ÉNONCÉ 1: Reproduisez fidèlement le passage du texte sur Les Provinciales commençant à « Les Provinciales, dont » et se terminant à « mathématicien et physicien. ».

EXTRAIT:
------------------------

Les Provinciales, dont le titre complet est Lettres écrites par Louis de Montalte à un provincial de ses amis et aux RR. PP. Jésuites sur le sujet de la morale et de la politique de ces Pères, est une série de dix-huit lettres que Pascal a publiées d’abord sous pseudonyme.
Dans ces lettres, Pascal cherche à défendre le théologien et janséniste Antoine Arnauld, dont il était proche, et auquel la Sorbonne faisait un procès. Les jansénistes s’opposaient en effet depuis plusieurs années aux jésuites, à la fois sur des points de dogme religieux et sur des positions éthiques. Pour défendre leur cause, ils s’adressent directement à l’opinion publique et font appel à Pascal qui s’était jusqu’alors distingué essentiellement en tant que mathématicien et physicien.
Ces lettres eurent une influence décisive sur leurs lecteurs, tous membres de l’élite intellectuelle et sociale, en présentant une autre image du jansénisme et en exposant les limites de la Compagnie de Jésus. Cela n’empêchera pas par la suite que le mouvement janséniste, basé à l’abbaye de Port-Royal, soit persécuté et l’abbaye bientôt évacuée.
Si le débat entre jésuites et jansénistes ainsi que les questions de la grâce et de la prédestination sont peu compréhensibles aujourd’hui, ces lettres restent d’une grande importance, tant d’un point de vue littéraire, par la maîtrise stylistique de Pascal et son usage de l’ironie, que d’un point de vue moral : Sainte-Beuve a ainsi rappelé que c’est Pascal qui, avec Les Provinciales, a débarrassé la morale de la scolastique qui l’encombrait.
Le narrateur : C’est un personnage fictif. Il n’a pas de nom dans les premières lettres, puis est baptisé Louis de Montalte. Il vit à Paris et suit le procès d’Arnauld. Ce n’est pas un janséniste, bien qu’il défende les jansénistes et leurs idées. L’ami : Ami janséniste du narrateur, il accompagne celui-ci lors de ses discussions avec un père jésuite. Il prend la parole pour discuter des points les plus techniques. Le père jésuite : Homme d’Église assez naïf pour répondre aux questions du narrateur. C’est malgré tout le jésuite type, se sortant de toutes les controverses.
La théologie : Les principaux thèmes des Provinciales sont de nature théologique. La grâce est le principal point de conflit. Les jansénistes défendent la conception de la grâce que l’on trouve chez saint Augustin, et estiment que saint Thomas a repris cette définition. L’enjeu porte sur la liberté humaine : si l’homme a la grâce parce que celle-ci lui a été conférée par Dieu, cela pourrait signifier que l’homme ne l’obtient pas librement, par exemple par ses mérites, et que ce n’est pas son libre arbitre qui le guide mais les décisions de Dieu. Les jansénistes se défendent de cette interprétation, qui est celle des calvinistes, par le raisonnement suivant : ce n’est pas par absence de liberté que les hommes ne résistent jamais à la grâce de Dieu mais parce que la délectation des choses célestes est plus importante pour eux.

------------------------

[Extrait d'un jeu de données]
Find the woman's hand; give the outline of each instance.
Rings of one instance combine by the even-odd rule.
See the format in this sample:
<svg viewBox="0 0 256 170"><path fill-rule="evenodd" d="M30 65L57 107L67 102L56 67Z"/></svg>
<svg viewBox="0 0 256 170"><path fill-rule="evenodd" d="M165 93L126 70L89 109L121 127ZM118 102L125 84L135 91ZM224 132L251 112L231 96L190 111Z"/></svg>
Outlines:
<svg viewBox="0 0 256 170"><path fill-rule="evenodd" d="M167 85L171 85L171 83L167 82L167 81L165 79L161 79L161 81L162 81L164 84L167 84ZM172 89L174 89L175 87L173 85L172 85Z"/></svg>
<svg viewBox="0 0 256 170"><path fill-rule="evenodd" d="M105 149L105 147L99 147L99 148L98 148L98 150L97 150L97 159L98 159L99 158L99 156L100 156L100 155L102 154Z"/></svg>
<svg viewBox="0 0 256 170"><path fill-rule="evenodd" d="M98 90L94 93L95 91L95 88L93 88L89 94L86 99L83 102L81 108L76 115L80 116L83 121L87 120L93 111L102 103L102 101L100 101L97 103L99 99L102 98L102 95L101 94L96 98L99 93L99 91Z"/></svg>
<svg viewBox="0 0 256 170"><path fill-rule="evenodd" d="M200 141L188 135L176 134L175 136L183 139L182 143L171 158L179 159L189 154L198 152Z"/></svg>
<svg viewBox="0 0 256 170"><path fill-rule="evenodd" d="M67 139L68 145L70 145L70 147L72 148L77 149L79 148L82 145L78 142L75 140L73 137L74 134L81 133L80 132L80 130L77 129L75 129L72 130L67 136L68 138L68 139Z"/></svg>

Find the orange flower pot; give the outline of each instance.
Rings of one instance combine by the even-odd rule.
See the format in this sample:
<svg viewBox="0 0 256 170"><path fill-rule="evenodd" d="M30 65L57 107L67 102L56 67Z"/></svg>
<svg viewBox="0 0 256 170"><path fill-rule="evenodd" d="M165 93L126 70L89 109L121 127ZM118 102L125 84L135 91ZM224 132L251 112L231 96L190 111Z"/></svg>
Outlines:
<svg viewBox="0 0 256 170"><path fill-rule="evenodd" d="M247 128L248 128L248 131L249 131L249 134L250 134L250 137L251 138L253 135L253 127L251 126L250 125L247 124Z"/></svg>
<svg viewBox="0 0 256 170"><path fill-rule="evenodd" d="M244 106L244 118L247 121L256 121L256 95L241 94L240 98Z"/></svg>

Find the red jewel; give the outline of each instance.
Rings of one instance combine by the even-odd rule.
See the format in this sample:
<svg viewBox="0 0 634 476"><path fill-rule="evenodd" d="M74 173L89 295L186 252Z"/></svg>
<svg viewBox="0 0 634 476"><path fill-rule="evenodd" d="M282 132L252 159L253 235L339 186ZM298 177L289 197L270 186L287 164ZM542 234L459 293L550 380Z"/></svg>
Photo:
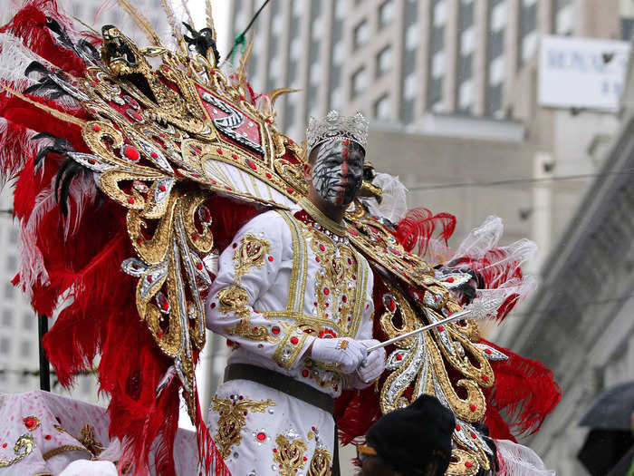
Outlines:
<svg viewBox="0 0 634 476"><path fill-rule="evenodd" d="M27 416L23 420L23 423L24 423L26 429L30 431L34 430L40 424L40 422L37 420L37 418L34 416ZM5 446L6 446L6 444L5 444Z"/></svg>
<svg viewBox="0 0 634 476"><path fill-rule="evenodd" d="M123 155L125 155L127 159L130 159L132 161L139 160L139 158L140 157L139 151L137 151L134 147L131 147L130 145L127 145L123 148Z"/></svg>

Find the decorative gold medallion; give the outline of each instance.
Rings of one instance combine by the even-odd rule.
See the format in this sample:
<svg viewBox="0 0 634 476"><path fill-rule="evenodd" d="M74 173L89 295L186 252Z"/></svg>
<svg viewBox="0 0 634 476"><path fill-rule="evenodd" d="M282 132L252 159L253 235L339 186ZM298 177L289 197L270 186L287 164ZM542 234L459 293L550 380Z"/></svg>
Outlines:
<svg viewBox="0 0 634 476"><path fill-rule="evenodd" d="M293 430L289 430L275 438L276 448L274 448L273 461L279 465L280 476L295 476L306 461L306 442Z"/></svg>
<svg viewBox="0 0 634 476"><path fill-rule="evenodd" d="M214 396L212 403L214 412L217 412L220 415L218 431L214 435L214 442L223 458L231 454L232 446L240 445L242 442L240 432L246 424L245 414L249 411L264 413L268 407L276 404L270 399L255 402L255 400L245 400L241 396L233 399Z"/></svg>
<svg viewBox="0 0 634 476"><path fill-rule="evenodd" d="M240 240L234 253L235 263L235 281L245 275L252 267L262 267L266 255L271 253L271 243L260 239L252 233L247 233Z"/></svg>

------------------------

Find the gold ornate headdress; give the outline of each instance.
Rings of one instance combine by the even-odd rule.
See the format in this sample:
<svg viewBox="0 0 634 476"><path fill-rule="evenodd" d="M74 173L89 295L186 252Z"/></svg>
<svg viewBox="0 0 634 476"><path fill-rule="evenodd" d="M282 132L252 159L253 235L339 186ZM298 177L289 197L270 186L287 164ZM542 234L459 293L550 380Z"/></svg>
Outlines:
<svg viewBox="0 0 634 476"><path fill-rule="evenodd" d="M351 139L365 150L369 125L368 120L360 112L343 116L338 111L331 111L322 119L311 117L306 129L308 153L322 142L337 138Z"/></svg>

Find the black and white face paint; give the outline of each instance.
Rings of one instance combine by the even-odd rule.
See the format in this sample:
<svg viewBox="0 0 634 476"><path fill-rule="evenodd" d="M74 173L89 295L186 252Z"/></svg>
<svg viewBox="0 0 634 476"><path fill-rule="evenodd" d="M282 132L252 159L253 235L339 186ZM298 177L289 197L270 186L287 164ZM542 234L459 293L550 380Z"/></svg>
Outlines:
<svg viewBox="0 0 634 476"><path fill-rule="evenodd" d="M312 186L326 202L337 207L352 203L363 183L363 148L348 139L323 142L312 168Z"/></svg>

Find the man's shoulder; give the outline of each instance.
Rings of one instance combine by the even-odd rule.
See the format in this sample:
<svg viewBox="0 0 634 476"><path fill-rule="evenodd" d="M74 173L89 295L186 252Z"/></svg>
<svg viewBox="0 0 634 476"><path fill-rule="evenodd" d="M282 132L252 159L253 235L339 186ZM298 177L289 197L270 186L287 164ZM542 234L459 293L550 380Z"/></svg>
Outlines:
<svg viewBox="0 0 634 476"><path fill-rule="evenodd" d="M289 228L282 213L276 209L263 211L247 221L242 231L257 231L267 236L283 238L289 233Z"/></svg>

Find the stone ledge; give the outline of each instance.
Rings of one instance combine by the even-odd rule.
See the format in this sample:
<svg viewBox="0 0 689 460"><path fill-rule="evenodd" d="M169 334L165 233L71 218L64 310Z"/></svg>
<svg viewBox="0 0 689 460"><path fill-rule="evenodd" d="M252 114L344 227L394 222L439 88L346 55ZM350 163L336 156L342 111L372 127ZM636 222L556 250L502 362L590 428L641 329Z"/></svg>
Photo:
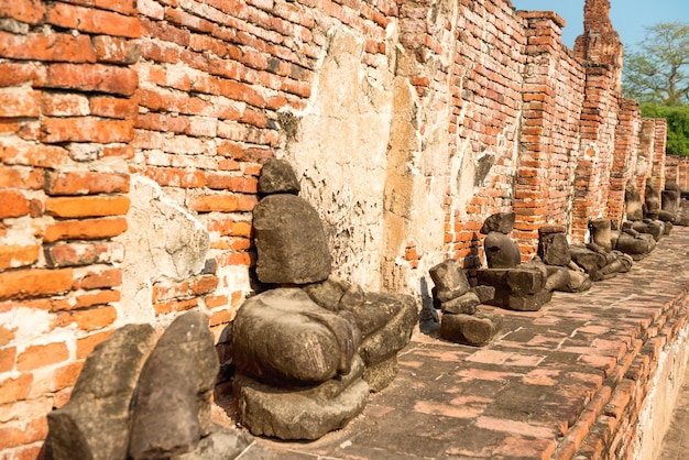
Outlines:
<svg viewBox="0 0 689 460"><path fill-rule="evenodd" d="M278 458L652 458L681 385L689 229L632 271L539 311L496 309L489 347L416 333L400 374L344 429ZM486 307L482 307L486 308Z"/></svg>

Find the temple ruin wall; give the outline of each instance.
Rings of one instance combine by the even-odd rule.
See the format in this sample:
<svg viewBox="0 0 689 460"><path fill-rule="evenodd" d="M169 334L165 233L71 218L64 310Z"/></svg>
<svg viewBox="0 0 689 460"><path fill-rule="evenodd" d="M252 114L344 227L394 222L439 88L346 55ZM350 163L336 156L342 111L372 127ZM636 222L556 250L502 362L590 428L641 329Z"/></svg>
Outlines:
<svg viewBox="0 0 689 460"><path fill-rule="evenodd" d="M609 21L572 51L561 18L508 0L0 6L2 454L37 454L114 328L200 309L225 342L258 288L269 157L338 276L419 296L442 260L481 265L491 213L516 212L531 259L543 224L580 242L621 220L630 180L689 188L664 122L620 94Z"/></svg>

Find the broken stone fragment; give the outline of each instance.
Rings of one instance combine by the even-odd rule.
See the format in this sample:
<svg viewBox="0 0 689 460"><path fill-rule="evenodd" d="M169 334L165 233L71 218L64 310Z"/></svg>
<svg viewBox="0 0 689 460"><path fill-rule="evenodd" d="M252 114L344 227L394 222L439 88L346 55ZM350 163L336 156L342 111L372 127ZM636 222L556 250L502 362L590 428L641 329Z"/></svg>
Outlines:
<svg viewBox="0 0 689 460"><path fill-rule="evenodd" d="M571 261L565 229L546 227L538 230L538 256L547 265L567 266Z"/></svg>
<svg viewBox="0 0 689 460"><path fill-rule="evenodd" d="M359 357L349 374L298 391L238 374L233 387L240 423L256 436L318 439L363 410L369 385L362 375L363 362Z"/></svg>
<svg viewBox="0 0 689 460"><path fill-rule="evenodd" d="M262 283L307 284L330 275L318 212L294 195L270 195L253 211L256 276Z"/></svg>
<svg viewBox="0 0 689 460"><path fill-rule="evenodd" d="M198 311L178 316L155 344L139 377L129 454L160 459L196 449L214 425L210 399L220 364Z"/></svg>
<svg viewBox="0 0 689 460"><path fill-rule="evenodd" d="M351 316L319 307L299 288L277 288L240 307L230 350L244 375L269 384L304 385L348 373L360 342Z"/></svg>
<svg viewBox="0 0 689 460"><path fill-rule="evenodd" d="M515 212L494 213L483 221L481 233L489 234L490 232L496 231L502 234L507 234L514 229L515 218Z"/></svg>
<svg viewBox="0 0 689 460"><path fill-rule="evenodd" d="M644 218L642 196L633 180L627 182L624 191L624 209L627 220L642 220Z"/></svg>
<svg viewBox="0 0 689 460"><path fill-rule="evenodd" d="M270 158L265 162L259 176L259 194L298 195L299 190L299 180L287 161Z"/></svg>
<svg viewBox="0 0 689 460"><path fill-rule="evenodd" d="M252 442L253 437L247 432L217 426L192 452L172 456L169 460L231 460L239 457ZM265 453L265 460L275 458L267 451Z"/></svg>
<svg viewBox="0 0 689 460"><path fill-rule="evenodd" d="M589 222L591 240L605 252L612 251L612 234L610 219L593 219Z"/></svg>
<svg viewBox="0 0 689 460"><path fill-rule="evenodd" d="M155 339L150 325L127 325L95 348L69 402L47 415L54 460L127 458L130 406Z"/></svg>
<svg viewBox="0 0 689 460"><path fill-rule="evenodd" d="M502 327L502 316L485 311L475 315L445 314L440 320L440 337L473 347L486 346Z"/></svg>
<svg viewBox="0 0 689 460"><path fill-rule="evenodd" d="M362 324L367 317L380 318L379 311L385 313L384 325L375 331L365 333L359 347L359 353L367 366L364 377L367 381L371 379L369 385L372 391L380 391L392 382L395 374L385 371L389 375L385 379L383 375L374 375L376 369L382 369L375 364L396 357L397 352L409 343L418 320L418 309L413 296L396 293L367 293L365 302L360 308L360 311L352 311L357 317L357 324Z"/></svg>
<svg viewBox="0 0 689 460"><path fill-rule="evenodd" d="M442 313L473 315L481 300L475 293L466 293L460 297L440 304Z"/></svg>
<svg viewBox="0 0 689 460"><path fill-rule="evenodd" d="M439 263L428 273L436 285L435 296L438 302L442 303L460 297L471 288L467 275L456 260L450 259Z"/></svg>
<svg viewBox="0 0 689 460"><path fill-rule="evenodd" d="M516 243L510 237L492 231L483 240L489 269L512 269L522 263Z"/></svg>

------------------------

ÉNONCÉ 2: Transcrivez à l'identique les lignes des enregistrements ci-dessus, en commençant par la ligne qui contient « Find the decorative » et en terminant par celle qui contient « 240L234 253L235 263L235 », ces deux lignes comprises.

CORRIGÉ 1:
Les Provinciales, dont le titre complet est Lettres écrites par Louis de Montalte à un provincial de ses amis et aux RR. PP. Jésuites sur le sujet de la morale et de la politique de ces Pères, est une série de dix-huit lettres que Pascal a publiées d’abord sous pseudonyme.
Dans ces lettres, Pascal cherche à défendre le théologien et janséniste Antoine Arnauld, dont il était proche, et auquel la Sorbonne faisait un procès. Les jansénistes s’opposaient en effet depuis plusieurs années aux jésuites, à la fois sur des points de dogme religieux et sur des positions éthiques. Pour défendre leur cause, ils s’adressent directement à l’opinion publique et font appel à Pascal qui s’était jusqu’alors distingué essentiellement en tant que mathématicien et physicien.

CORRIGÉ 2:
Find the decorative gold medallion; give the outline of each instance.
Rings of one instance combine by the even-odd rule.
See the format in this sample:
<svg viewBox="0 0 634 476"><path fill-rule="evenodd" d="M74 173L89 295L186 252Z"/></svg>
<svg viewBox="0 0 634 476"><path fill-rule="evenodd" d="M282 132L252 159L253 235L339 186ZM298 177L289 197L270 186L287 164ZM542 234L459 293L550 380Z"/></svg>
Outlines:
<svg viewBox="0 0 634 476"><path fill-rule="evenodd" d="M293 430L289 430L275 438L276 448L274 448L273 461L279 465L280 476L295 476L306 461L306 442Z"/></svg>
<svg viewBox="0 0 634 476"><path fill-rule="evenodd" d="M214 396L212 403L214 412L217 412L220 415L218 431L214 435L214 442L223 458L231 454L232 446L240 445L242 442L240 432L246 424L245 414L249 411L264 413L268 407L276 404L270 399L255 402L255 400L245 400L241 396L233 399Z"/></svg>
<svg viewBox="0 0 634 476"><path fill-rule="evenodd" d="M240 240L234 253L235 263L235 281L245 275L252 267L262 267L266 255L271 253L271 243L260 239L252 233L247 233Z"/></svg>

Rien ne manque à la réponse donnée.